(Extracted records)
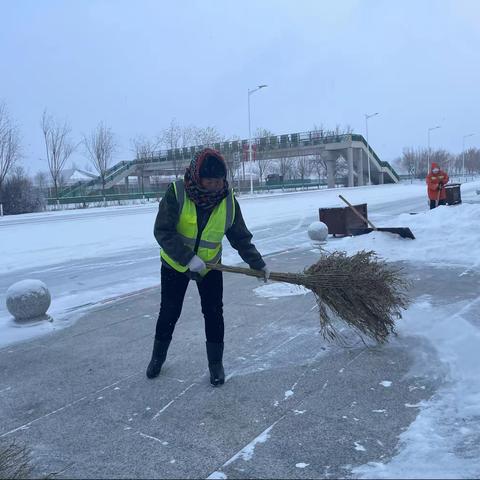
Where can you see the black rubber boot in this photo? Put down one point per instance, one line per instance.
(158, 357)
(215, 357)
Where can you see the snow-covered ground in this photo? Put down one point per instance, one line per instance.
(50, 243)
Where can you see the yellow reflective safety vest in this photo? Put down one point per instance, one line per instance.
(210, 242)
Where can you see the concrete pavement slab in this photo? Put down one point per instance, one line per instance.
(80, 400)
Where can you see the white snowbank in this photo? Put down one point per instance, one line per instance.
(444, 439)
(445, 235)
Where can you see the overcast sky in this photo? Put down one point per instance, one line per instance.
(137, 64)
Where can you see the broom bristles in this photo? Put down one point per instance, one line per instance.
(361, 290)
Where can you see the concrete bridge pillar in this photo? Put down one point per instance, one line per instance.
(350, 166)
(359, 161)
(331, 173)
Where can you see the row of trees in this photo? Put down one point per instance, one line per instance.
(416, 161)
(98, 146)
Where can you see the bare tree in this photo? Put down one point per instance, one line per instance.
(10, 151)
(144, 149)
(20, 195)
(58, 147)
(99, 148)
(170, 138)
(232, 160)
(40, 180)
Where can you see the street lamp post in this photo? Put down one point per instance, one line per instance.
(428, 150)
(368, 145)
(250, 92)
(463, 152)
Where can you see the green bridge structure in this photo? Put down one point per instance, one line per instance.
(328, 147)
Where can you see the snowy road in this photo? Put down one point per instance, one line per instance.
(303, 408)
(81, 282)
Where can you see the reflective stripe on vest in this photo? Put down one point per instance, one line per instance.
(210, 244)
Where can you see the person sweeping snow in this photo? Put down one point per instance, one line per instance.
(193, 217)
(436, 181)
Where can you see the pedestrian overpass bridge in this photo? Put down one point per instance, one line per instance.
(329, 147)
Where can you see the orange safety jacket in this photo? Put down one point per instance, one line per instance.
(434, 180)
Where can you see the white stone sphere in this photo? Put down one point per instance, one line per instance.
(318, 231)
(28, 299)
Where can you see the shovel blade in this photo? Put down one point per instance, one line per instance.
(404, 232)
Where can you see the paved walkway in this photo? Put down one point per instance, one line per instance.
(293, 405)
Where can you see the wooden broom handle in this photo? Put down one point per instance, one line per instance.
(357, 213)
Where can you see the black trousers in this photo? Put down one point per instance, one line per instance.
(433, 203)
(173, 287)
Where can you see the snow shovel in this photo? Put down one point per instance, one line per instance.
(404, 232)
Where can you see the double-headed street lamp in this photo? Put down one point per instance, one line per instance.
(250, 92)
(463, 152)
(428, 150)
(368, 145)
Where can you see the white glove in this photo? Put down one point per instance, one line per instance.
(196, 264)
(266, 274)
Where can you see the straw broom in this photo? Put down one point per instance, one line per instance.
(361, 290)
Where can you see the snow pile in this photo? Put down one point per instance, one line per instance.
(445, 235)
(28, 299)
(318, 231)
(444, 439)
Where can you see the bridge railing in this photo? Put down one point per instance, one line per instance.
(239, 147)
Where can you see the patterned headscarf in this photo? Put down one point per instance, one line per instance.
(200, 196)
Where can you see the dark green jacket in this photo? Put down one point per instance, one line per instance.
(165, 232)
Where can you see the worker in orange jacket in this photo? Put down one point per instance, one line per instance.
(436, 181)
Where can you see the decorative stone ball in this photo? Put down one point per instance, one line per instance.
(28, 299)
(318, 231)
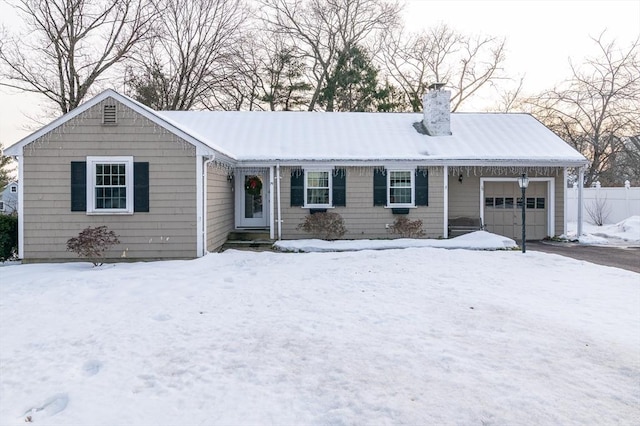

▶ **Given task**
Copy all of the data above word for word, but leave the pictures out.

▶ **Solution to this task**
Where can you see the black rubber boot in this photo? Put down one point per instance, one line per instance.
(158, 357)
(215, 357)
Where can you see the snow-covered ground in this photo? Put down one point per instance, one line per instance.
(50, 243)
Where can you see the yellow reflective safety vest in this photo? Put down one point per instance, one line per instance.
(210, 242)
Where can you see the concrete pavement slab in this photo? Put down one point per instance, one line per instance.
(80, 400)
Where can you see the white snowbank in this photo? Put down one point per instance, one line per instance.
(444, 439)
(445, 235)
Where can you see the overcast sky in this photo? Put down one point per instance, one line per instance.
(137, 64)
Where can you see the broom bristles in this photo? Put down one point per instance, one line per instance.
(361, 290)
Where can you see the concrete bridge pillar in this photo? Put down one point per instance, one line per instance.
(350, 166)
(359, 161)
(331, 173)
Where can you see the row of trees in this photo? Put down one point per instance, one line per instance.
(416, 161)
(98, 146)
Where can you see the bare tree in this photo? Put down one point per instance, one line per instance.
(10, 151)
(144, 149)
(20, 195)
(58, 147)
(99, 148)
(170, 138)
(232, 160)
(40, 180)
Where can you see the street lamp post in this photo? Put down one point per instance, one line per instance.
(428, 150)
(368, 145)
(250, 92)
(463, 152)
Where can you see the green bridge structure in this photo? Put down one point per instance, one line per instance.
(328, 147)
Where can you see the snowy road in this photo? Put down one point per instance, one line per instance.
(303, 408)
(81, 282)
Where can you see the reflective stripe on vest in this photo? Put down one point per instance, one line per instance.
(210, 244)
Where can you see the person sweeping snow in this photo? Put down one point per instance, one line per instance.
(193, 217)
(436, 181)
Where can you see the pedestrian overpass bridge in this photo? Put down one point per instance, one line per instance.
(329, 147)
Where can you see the orange safety jacket in this photo? Put down one point per instance, one line per instance.
(434, 180)
Where can you see the white stone sphere in this photo? Put down one point per instance, one line per instance.
(318, 231)
(28, 299)
Where can you see the shovel blade in this photo? Put down one point per instance, one line per instance.
(404, 232)
Where can you see the paved walkway in this photo? Put down one point per instance, one line per instance.
(293, 405)
Where can you see the wooden broom handle in this photo? Put down one point per instance, one line per instance.
(357, 213)
Where can you see the black trousers in this photo? Put down one point per instance, one line per instance.
(433, 203)
(173, 287)
Where can you see the snow shovel in this photo? Put down one point per instance, one line per instance.
(404, 232)
Where can you see the double-headed street lamp in this photo? Put down one point per instance, one line per instance.
(250, 92)
(463, 152)
(428, 150)
(368, 145)
Where can you see the white glove in this photo? Put down one point per instance, one line per instance.
(196, 264)
(266, 274)
Where can you see the straw broom in this photo? Put down one point per instance, one line per instance.
(361, 290)
Where can you see the snow pile in this photo? Put down one point per instance, one line per instance.
(445, 235)
(28, 299)
(318, 231)
(444, 439)
Where can you see the bridge railing in this photo? Put down one point per instance, one line per instance.
(239, 147)
Where can you see the patterned headscarf in this photo? Put down one point per instance, one line per instance.
(200, 196)
Where can you see the dark green jacket in this photo? Put down one point per instance, one line per instance.
(165, 232)
Where can you see the worker in orange jacket in this photo? Put down one point per instance, one line per instance.
(436, 181)
Where can you see the decorative stone ball in this photo? Put down one point per instance, one line per instance.
(28, 299)
(318, 231)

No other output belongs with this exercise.